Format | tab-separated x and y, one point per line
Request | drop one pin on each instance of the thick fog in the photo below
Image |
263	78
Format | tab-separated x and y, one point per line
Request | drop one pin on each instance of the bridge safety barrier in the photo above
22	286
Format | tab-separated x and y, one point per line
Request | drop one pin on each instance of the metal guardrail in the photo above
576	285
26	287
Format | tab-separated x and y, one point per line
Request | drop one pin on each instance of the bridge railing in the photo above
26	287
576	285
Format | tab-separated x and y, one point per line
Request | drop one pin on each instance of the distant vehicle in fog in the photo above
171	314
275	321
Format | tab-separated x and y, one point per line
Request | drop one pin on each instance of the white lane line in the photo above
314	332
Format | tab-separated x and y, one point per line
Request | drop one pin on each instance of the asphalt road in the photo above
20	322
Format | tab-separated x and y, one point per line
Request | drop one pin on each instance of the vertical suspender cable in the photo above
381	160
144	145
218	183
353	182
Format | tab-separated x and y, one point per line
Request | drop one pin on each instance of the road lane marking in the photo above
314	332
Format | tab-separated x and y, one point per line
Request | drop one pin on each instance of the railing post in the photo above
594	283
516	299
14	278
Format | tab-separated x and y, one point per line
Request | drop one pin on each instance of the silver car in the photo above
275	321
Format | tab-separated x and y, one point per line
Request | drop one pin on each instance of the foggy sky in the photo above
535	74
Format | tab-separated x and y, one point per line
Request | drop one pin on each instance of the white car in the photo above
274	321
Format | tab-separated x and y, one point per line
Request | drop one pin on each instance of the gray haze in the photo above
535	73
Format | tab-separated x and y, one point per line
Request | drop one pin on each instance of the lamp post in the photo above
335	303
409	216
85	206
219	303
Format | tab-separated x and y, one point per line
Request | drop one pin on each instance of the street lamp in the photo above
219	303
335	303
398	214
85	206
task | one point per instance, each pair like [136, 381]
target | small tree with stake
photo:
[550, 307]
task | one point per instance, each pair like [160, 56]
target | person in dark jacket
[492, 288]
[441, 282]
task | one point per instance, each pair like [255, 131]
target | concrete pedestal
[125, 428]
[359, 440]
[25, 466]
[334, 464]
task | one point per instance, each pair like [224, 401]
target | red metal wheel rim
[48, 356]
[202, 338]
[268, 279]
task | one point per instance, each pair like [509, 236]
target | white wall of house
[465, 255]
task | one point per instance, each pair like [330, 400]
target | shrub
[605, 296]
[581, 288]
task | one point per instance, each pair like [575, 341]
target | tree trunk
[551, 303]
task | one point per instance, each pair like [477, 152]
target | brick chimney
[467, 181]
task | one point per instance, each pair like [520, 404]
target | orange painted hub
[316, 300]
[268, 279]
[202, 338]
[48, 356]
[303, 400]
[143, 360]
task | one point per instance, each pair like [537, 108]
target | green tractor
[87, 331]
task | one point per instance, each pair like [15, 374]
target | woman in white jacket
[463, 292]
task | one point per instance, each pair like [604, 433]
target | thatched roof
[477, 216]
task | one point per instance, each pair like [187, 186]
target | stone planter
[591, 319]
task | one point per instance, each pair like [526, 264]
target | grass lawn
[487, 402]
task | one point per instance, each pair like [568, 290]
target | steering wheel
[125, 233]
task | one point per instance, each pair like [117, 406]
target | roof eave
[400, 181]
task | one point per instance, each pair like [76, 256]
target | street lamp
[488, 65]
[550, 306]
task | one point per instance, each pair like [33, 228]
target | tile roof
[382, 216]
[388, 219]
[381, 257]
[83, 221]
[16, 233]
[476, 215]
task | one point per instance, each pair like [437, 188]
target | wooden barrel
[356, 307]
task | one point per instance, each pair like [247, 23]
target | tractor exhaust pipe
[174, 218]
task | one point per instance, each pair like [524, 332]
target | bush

## [AIM OF THE EXERCISE]
Present all the lines above as a numbered list, leaving out any blank ones.

## [EXERCISE RESULT]
1. Format | tab-separated x and y, one point per line
2. Request | drop one pin on each instance of the thick fog in the photo below
3. Image |
4. 263	78
5. Format | tab-separated x and y, one point per line
6. Request | drop one pin on each instance of the bridge safety barrier in the photo above
7. 22	286
8. Format | tab-separated x and y, one point per line
9. Request | drop one pin on each instance of the metal guardrail in the photo above
10. 576	285
11. 26	287
12. Format | tab-separated x and y, one point per line
13. Request | drop one pin on each instance of the bridge railing in the photo above
14. 26	287
15. 576	285
16. Format | tab-separated x and y, one point per line
17. Request | drop one pin on each instance of the distant vehicle in fog in the photo above
18. 171	314
19. 275	321
20. Format | tab-separated x and y, one point per line
21. Request | drop one pin on each instance of the white lane line in the photo above
22. 314	332
23. Format | tab-separated x and y, one point per line
24. Request | drop one pin on each instance of the asphalt road in the photo above
25. 20	322
26. Format | tab-separated x and y, one point per line
27. Request | drop one pin on each instance of the vertical suspender cable in the photo above
28. 381	160
29. 144	145
30. 218	183
31. 353	182
32. Format | tab-separated x and y, one point per line
33. Request | drop one pin on each instance of the road lane marking in the photo above
34. 314	332
35. Format | tab-separated x and y, one point per line
36. Request | drop one pin on each instance of the railing post in the photo above
37. 594	283
38. 516	299
39. 14	278
40. Format | tab-separated x and y, one point per line
41. Request | drop one pin on each instance of the silver car in the photo above
42. 275	321
43. Format | tab-separated x and y, one point per line
44. Request | drop one pin on each instance of the foggy sky in the photo above
45. 535	74
46. Format | tab-separated x and y, one point per line
47. Request | drop one pin on each instance of the white car in the photo above
48. 274	321
49. Format | tab-separated x and y, one point per line
50. Request | drop one pin on each instance of the gray haze in the photo above
51. 535	73
52. Format | tab-separated x and y, one point per line
53. Request | drop one pin on each instance of the lamp post in the photo above
54. 335	303
55. 409	216
56. 85	206
57. 219	303
58. Format | tab-separated x and y, one point per line
59. Request | drop one pin on each instance of the street lamp in the photo above
60. 219	303
61. 335	303
62. 398	214
63. 85	206
64. task | one point per instance, each pair like [136, 381]
65. target | small tree with stake
66. photo:
67. [550, 307]
68. task | one point per instance, each pair like [160, 56]
69. target | person in dark jacket
70. [492, 288]
71. [441, 282]
72. task | one point per instance, each pair like [255, 131]
73. target | concrete pedestal
74. [125, 428]
75. [359, 440]
76. [25, 466]
77. [334, 464]
78. task | one point per instance, each pair like [224, 401]
79. target | red metal wheel rim
80. [48, 356]
81. [202, 338]
82. [268, 279]
83. task | one point per instance, each pair like [509, 236]
84. target | white wall of house
85. [465, 255]
86. task | one point per instance, each pair like [330, 400]
87. target | shrub
88. [605, 296]
89. [581, 288]
90. task | one point per instance, each pair like [575, 341]
91. target | tree trunk
92. [551, 303]
93. task | one point per instance, each pair like [477, 152]
94. target | brick chimney
95. [467, 181]
96. task | one point per instance, each pair like [520, 404]
97. target | orange painted hub
98. [316, 300]
99. [268, 279]
100. [202, 338]
101. [48, 356]
102. [303, 400]
103. [143, 360]
104. task | one point per instance, each pair like [537, 108]
105. target | green tractor
106. [87, 331]
107. task | one point per instance, each pair like [15, 374]
108. target | woman in white jacket
109. [463, 292]
110. task | one point per instance, each pair like [604, 433]
111. target | thatched roof
112. [477, 216]
113. task | one point per instance, each pair like [187, 186]
114. target | stone planter
115. [591, 319]
116. task | one point per instance, each pair like [526, 264]
117. target | grass lawn
118. [487, 402]
119. task | one point per instance, each pair like [568, 290]
120. target | steering wheel
121. [125, 233]
122. task | one point per instance, each pair like [117, 406]
123. target | roof eave
124. [400, 181]
125. task | one point per instance, each pair like [76, 256]
126. target | street lamp
127. [488, 65]
128. [550, 306]
129. task | one point per instance, each pair like [33, 228]
130. target | tile roof
131. [382, 216]
132. [388, 219]
133. [381, 257]
134. [83, 221]
135. [16, 233]
136. [476, 215]
137. task | one point per instance, each pair like [437, 188]
138. target | wooden barrel
139. [356, 307]
140. task | one point per instance, each pair like [247, 23]
141. target | tractor exhaust pipe
142. [174, 218]
143. task | one point per instance, each pair like [524, 332]
144. target | bush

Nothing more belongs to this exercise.